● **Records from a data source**
-- -- --

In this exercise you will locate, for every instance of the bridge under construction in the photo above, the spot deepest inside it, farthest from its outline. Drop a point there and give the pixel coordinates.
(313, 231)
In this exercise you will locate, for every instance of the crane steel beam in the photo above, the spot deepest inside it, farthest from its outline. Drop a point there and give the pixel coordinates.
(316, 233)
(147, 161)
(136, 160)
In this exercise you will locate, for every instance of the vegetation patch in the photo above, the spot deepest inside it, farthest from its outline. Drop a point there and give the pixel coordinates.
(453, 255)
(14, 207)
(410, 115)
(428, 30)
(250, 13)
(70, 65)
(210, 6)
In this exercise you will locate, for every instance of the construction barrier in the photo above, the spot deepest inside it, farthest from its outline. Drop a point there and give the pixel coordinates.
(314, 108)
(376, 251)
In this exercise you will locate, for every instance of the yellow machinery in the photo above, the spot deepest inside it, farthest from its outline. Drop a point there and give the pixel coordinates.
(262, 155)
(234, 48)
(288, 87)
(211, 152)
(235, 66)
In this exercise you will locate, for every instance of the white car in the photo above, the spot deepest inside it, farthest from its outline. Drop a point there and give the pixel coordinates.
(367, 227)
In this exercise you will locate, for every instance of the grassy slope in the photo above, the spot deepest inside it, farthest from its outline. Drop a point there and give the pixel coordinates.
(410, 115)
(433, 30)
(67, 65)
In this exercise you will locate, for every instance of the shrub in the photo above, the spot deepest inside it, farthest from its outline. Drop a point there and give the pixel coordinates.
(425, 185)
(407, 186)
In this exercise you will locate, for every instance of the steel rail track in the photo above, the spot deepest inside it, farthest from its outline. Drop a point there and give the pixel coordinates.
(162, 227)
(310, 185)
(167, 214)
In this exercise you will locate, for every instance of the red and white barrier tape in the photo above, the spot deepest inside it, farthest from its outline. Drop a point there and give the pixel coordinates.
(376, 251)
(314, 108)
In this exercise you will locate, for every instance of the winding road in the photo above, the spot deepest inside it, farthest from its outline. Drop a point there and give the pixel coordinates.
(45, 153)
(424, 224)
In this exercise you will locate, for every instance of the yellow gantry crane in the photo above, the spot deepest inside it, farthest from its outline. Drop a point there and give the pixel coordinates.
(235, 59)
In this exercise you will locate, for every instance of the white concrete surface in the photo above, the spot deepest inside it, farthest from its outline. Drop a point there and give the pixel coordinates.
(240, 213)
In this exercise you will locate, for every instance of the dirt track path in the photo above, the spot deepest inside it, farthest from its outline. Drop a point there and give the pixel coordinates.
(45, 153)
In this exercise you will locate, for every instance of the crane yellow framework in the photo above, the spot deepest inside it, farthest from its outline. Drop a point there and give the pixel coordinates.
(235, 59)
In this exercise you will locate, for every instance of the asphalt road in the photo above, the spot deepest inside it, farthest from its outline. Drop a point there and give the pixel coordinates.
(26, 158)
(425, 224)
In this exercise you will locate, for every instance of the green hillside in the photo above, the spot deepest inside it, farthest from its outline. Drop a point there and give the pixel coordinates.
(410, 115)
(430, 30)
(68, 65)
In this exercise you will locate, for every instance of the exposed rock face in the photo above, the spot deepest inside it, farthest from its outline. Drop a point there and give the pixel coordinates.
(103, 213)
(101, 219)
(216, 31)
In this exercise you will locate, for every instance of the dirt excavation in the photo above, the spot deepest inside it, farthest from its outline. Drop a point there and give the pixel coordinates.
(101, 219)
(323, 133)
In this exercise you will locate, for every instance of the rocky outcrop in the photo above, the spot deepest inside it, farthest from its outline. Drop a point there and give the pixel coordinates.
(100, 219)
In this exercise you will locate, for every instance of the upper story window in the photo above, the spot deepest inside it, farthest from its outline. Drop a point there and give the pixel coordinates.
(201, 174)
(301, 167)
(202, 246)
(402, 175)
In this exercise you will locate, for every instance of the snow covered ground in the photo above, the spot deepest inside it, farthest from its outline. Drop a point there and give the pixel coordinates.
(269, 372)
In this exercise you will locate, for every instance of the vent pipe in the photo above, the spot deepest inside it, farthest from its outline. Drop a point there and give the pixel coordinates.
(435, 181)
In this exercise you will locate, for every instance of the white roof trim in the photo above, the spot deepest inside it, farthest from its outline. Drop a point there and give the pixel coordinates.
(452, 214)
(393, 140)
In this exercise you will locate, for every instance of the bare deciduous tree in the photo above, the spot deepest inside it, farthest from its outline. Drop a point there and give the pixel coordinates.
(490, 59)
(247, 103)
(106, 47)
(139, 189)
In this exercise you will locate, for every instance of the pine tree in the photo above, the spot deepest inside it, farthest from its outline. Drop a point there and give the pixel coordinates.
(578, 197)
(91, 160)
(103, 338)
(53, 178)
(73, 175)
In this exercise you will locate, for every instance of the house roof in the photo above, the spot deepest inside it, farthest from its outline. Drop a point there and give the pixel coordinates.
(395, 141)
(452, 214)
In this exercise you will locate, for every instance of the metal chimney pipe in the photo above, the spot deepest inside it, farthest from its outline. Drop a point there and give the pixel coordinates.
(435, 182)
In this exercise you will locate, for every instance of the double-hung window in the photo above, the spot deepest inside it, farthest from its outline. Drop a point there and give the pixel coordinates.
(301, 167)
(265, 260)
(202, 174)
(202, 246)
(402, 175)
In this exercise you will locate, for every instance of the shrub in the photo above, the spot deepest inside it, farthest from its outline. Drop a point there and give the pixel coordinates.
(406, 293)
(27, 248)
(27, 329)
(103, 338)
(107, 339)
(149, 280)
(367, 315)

-- -- --

● **Task objective**
Reproduce every line of the listing word for word.

● **The response**
In this exercise you will locate, for every instance of the bridge under construction in the photo above, the spot deepest inside it, farthest from its outline. Drop a point there and give the pixel coordinates.
(313, 231)
In this exercise you will locate, for every instance of the crane steel beam in the photo above, the spot deepest inside it, farthest from its outline. Drop a point there and give the pixel coordinates.
(316, 233)
(147, 161)
(136, 160)
In this exercise you will locate, for every instance of the vegetation patch in the photo above, the spot deepest inside it, farthest from its outline. Drop a point there and give the pixel coordinates.
(453, 255)
(14, 207)
(410, 115)
(428, 30)
(250, 13)
(70, 65)
(210, 6)
In this exercise you will locate, for every instance of the construction barrier in the photo above, the spot deepest inside it, farthest from its outline. Drop a point there and give the pixel coordinates.
(314, 108)
(376, 251)
In this exercise you will locate, for every instance of the yellow machinery in the photo above, the spot deepest inside it, farthest from its outline. Drop a point there and give the pixel coordinates.
(262, 155)
(234, 48)
(288, 87)
(211, 152)
(235, 66)
In this exercise you will locate, for every instance of the white car in the photo above, the spot deepest inside it, farthest from its outline. Drop a point there and give the pixel coordinates.
(367, 227)
In this exercise you will locate, for every instance of the grassy slope in the photo above, the spot deepest inside it, farthest from its outline. Drop a point there and give the pixel coordinates.
(410, 115)
(433, 30)
(67, 65)
In this exercise you will locate, for every instance of the shrub in the photo above, the spot deepest inside it, farthest from its outline. Drop a point there and give the pixel coordinates.
(425, 185)
(407, 186)
In this exercise you will locate, for every instance of the steel rail track in the photo above, the spot deepest inside it, farthest from its outline. Drop a point there and give the pixel coordinates.
(162, 227)
(310, 185)
(167, 214)
In this exercise you will locate, for every instance of the red and white barrier tape in the photo above, the spot deepest inside it, farthest from its outline. Drop a point there and give the pixel coordinates.
(376, 251)
(314, 108)
In this exercise you will locate, for every instance of the winding road in the photo above, the spot deepest inside it, farthest from its outline. Drop a point there and give the pixel coordinates.
(45, 153)
(424, 224)
In this exercise you will locate, for every instance of the yellow gantry crane in the photo above, the spot deepest inside it, farthest from its outline. Drop a point there and give the pixel coordinates.
(235, 59)
In this exercise you will locate, for every instance of the white concrete surface in the photo above, the spot deepest inside it, farthest from its outline. Drop a point there and give the pixel coordinates.
(240, 213)
In this exercise you will locate, for every instance of the dirt track path in the photo above, the spot deepest inside it, farthest from its outline. Drop a point there and give the pixel coordinates.
(45, 153)
In this exercise you will locate, for every instance of the crane yellow framework in the photo above, the spot deepest inside it, farthest from its outline. Drop a point there and give the pixel coordinates.
(235, 59)
In this exercise you will locate, for every instance of the asphalt road in the photo above, the spot deepest inside it, farthest from its outline. Drop a point there and give the pixel coordinates.
(26, 158)
(425, 224)
In this exercise you will locate, for every instance of the green hillside in the photo above, the spot deepest inside it, farthest from its outline. Drop a point there and give the pixel coordinates.
(410, 115)
(430, 30)
(68, 65)
In this exercise you will locate, for every instance of the exposed rock face in the photo above, the spot deepest inside it, farthest from its outline. Drop a point there and give the pixel coordinates.
(103, 213)
(101, 219)
(216, 31)
In this exercise you will locate, for every instance of the dirt excavation in the photo above, the spot deepest inside it, farthest from its outline. Drop a point there and give the pixel coordinates.
(101, 219)
(323, 133)
In this exercise you will locate, for every instance of the rocky outcrop in the photo above, the spot deepest inside it, farthest from its outline. Drop a point there and give the pixel coordinates.
(100, 219)
In this exercise you will locate, for every instance of the upper story window in the photo above, the spot deepest inside it, farthest from its outline. Drop a point there and give the pixel coordinates.
(201, 174)
(301, 167)
(202, 246)
(402, 175)
In this exercise you will locate, for every instance of the snow covered ground in the photo above, the spot deepest inside it, farthest from its outline. Drop a point there and give the pixel coordinates.
(269, 372)
In this exercise you will locate, for every instance of the vent pipe in the photo above, the spot deepest inside it, farthest from its outline. Drop a point there and give the pixel coordinates.
(435, 181)
In this exercise you will locate, for every instance of the white roof trim in the photo above, the spot deepest inside it, farthest from its outline. Drop a point there and give the pixel coordinates.
(452, 214)
(393, 140)
In this exercise you will locate, for every instance of the bare deciduous tree in the photo above, the spot deepest inside it, farthest from its outline. Drop a point there and give the pixel coordinates.
(490, 59)
(247, 103)
(106, 47)
(139, 189)
In this exercise you will locate, for every instance of the pine tree in the photo above, the spot deepest inside it, farthest from its outline. Drop a point there and give the pixel coordinates.
(578, 197)
(91, 160)
(103, 338)
(53, 178)
(73, 175)
In this exercise you will locate, for every instance of the house roof in the photo above, the spot deepest inside it, farthest from its outline. Drop a point there and give the pixel coordinates.
(395, 141)
(452, 214)
In this exercise you will locate, for every instance of the metal chimney pipe in the photo above, the spot deepest inside it, farthest from its outline. Drop a point there and give the pixel coordinates.
(435, 182)
In this exercise you will locate, for every instance of the double-hung window in the photo above, the spot deepest inside it, farthest from its outline. Drop a point there and give the pixel coordinates.
(301, 167)
(265, 260)
(202, 174)
(202, 246)
(402, 175)
In this exercise you will locate, for every instance of the shrub in the photo above, the spot deepest inside it, farthest from its outline. Drop a point there and give the pixel coordinates.
(406, 293)
(27, 248)
(27, 329)
(103, 338)
(107, 339)
(149, 280)
(367, 315)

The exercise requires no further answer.